##### Input for this task #####
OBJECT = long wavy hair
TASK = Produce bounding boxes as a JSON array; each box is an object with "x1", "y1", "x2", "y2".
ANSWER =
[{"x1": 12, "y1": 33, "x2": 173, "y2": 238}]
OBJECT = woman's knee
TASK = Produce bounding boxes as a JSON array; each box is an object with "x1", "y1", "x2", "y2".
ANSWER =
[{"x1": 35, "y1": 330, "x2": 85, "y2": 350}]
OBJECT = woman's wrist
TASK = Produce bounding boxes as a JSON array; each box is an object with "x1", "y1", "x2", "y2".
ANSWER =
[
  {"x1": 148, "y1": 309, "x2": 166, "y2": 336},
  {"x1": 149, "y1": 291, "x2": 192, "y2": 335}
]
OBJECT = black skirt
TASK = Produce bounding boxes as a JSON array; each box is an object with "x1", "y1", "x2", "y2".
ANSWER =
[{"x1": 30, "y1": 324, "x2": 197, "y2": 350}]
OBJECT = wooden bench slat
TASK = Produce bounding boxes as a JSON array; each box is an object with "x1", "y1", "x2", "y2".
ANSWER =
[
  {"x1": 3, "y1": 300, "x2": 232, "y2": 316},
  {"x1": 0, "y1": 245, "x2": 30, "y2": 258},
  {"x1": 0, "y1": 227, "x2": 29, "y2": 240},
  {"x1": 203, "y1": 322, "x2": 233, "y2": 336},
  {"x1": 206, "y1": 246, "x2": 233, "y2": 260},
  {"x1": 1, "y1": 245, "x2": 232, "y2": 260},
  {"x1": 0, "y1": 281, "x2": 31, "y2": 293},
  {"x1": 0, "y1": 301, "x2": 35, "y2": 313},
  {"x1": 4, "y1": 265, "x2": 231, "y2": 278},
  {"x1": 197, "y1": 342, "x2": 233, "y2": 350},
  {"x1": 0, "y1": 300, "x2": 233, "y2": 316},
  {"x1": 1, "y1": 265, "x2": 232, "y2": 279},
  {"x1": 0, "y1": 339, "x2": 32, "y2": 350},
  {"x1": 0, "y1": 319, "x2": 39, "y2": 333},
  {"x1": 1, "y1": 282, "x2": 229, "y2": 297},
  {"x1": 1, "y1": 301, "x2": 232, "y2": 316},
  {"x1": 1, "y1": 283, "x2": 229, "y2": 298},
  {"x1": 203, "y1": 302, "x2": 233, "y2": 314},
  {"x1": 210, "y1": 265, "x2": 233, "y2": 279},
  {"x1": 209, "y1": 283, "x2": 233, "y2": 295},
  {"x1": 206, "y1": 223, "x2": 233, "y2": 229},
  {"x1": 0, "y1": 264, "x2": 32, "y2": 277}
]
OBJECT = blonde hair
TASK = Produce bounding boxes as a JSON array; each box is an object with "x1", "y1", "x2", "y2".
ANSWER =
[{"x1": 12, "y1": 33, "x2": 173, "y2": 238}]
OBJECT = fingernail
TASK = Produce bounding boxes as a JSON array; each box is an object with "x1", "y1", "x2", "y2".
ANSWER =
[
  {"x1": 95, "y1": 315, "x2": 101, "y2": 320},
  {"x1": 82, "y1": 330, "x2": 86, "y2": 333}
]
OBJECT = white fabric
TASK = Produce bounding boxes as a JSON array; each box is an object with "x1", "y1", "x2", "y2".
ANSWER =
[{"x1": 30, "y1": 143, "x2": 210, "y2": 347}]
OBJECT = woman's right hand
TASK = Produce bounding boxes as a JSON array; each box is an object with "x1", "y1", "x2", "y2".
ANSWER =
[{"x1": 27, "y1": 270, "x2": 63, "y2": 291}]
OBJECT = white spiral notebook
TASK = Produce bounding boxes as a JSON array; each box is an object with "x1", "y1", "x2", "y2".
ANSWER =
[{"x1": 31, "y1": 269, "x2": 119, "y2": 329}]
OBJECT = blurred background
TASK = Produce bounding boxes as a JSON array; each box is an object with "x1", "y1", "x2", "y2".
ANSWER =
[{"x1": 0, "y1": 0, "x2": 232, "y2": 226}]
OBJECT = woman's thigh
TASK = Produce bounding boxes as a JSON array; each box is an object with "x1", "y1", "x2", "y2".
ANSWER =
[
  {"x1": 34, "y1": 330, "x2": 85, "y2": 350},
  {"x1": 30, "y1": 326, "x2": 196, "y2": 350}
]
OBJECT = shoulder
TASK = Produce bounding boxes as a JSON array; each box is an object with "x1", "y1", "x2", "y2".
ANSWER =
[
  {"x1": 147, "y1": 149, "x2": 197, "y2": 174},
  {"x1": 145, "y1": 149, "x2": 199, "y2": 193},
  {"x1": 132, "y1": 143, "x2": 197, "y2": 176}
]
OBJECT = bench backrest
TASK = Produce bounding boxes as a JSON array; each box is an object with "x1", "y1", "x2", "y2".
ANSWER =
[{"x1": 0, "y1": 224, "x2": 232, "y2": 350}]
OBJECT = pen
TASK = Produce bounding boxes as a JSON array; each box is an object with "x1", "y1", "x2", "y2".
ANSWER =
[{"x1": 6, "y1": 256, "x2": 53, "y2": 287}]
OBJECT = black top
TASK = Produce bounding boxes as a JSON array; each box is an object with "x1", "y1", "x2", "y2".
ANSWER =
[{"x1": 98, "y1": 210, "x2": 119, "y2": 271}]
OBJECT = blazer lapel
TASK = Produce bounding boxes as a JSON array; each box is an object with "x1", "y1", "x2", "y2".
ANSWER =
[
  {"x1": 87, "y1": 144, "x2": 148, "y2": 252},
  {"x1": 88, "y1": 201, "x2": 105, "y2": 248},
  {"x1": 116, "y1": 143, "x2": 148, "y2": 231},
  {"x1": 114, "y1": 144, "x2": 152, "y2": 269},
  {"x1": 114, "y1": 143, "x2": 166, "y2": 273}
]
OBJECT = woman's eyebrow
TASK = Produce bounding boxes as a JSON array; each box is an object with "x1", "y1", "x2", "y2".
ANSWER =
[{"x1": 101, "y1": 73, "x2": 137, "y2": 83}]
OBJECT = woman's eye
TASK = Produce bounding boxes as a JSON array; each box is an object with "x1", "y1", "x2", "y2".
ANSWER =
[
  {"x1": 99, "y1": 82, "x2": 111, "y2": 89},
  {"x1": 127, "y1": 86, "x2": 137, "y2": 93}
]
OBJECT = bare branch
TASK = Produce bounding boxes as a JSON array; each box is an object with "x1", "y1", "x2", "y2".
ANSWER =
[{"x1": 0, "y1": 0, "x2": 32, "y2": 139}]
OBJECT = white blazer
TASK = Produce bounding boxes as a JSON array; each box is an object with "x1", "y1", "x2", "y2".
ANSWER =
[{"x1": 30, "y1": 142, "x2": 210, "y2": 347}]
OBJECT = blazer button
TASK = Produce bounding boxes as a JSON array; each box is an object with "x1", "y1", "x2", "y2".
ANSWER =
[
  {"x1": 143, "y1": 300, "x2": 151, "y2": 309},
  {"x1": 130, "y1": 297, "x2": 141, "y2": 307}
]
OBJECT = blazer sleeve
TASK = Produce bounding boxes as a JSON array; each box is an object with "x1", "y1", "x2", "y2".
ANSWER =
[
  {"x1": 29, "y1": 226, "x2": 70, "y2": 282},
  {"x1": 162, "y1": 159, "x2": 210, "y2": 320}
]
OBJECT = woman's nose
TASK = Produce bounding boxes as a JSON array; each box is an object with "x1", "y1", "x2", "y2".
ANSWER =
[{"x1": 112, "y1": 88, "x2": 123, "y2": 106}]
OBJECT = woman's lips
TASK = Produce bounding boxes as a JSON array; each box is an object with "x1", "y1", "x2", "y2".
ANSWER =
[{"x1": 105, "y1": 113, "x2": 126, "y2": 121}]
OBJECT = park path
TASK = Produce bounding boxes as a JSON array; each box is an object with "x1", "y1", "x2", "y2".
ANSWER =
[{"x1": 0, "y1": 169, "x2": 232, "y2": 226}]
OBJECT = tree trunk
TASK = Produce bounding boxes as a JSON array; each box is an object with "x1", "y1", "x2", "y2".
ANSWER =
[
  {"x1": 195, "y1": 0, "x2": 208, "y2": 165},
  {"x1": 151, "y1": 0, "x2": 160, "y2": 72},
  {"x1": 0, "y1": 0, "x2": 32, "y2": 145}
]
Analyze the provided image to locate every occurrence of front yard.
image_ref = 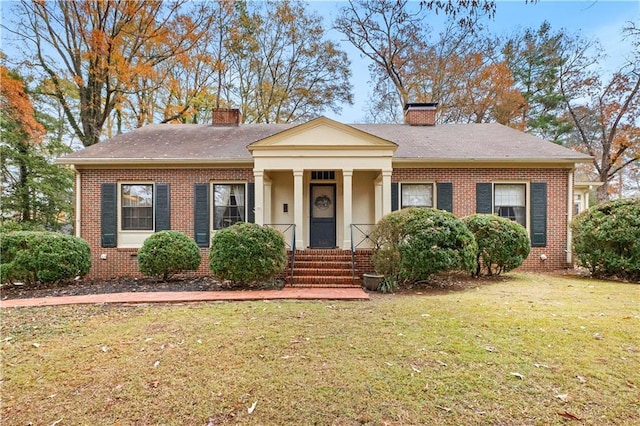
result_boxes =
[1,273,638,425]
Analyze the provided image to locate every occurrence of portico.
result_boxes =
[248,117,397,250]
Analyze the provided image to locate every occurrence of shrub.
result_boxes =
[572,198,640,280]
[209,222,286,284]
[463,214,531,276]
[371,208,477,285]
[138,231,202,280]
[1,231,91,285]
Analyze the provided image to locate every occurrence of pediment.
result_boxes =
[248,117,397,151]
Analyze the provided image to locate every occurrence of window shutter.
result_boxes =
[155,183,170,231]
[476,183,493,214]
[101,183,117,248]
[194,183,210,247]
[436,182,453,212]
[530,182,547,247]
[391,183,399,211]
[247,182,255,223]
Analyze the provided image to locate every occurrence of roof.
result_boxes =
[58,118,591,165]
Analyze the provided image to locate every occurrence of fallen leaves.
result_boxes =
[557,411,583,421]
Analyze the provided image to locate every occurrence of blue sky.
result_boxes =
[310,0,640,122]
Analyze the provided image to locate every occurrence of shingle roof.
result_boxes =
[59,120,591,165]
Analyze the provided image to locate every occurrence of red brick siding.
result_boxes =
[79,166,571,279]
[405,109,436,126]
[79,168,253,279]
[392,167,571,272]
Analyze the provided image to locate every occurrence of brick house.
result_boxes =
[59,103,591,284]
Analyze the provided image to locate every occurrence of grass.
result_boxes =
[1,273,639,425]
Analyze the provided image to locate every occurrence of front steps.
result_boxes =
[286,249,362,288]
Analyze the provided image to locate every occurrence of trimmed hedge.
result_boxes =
#####
● **What the task asks**
Start at the first line of the material. Reproduce every line exactly, ending with the line that holds "OBJECT = fingernail".

● **Result for this exercise**
OBJECT = long wavy hair
TASK = Produce bounding boxes as a JSON array; each box is an object with "x1", "y1", "x2", "y2".
ANSWER =
[{"x1": 12, "y1": 33, "x2": 173, "y2": 238}]
OBJECT = woman's knee
TASK = Produce bounding boxes as a JSON array; each box is an object with "x1", "y1", "x2", "y2".
ANSWER =
[{"x1": 35, "y1": 330, "x2": 85, "y2": 350}]
OBJECT = woman's wrist
TASK = Produce bounding boxes as a JSON array; each box is an object with "x1", "y1", "x2", "y2".
ANSWER =
[
  {"x1": 148, "y1": 309, "x2": 166, "y2": 336},
  {"x1": 149, "y1": 291, "x2": 192, "y2": 335}
]
OBJECT = black skirt
TASK = Produce bounding boxes as a JSON array; each box is an object with "x1", "y1", "x2", "y2".
ANSWER =
[{"x1": 30, "y1": 324, "x2": 197, "y2": 350}]
OBJECT = wooden bench slat
TASK = Produce bounding boxes as a JSON array; each box is an object with "x1", "y1", "x2", "y2".
ANSWER =
[
  {"x1": 3, "y1": 300, "x2": 232, "y2": 316},
  {"x1": 0, "y1": 245, "x2": 30, "y2": 258},
  {"x1": 0, "y1": 227, "x2": 29, "y2": 240},
  {"x1": 203, "y1": 322, "x2": 233, "y2": 336},
  {"x1": 206, "y1": 246, "x2": 233, "y2": 260},
  {"x1": 1, "y1": 245, "x2": 232, "y2": 260},
  {"x1": 0, "y1": 281, "x2": 31, "y2": 293},
  {"x1": 0, "y1": 301, "x2": 35, "y2": 313},
  {"x1": 4, "y1": 265, "x2": 231, "y2": 278},
  {"x1": 197, "y1": 342, "x2": 233, "y2": 350},
  {"x1": 0, "y1": 300, "x2": 233, "y2": 316},
  {"x1": 1, "y1": 265, "x2": 232, "y2": 279},
  {"x1": 0, "y1": 339, "x2": 32, "y2": 350},
  {"x1": 0, "y1": 319, "x2": 39, "y2": 333},
  {"x1": 1, "y1": 282, "x2": 229, "y2": 297},
  {"x1": 1, "y1": 301, "x2": 232, "y2": 316},
  {"x1": 1, "y1": 283, "x2": 229, "y2": 298},
  {"x1": 203, "y1": 302, "x2": 233, "y2": 314},
  {"x1": 210, "y1": 265, "x2": 233, "y2": 279},
  {"x1": 209, "y1": 283, "x2": 233, "y2": 295},
  {"x1": 206, "y1": 223, "x2": 233, "y2": 229},
  {"x1": 0, "y1": 264, "x2": 32, "y2": 277}
]
OBJECT = blonde hair
TASK = Produce bounding boxes as a JSON array; each box is an object with "x1", "y1", "x2", "y2".
ANSWER =
[{"x1": 12, "y1": 33, "x2": 173, "y2": 238}]
OBJECT = fingernail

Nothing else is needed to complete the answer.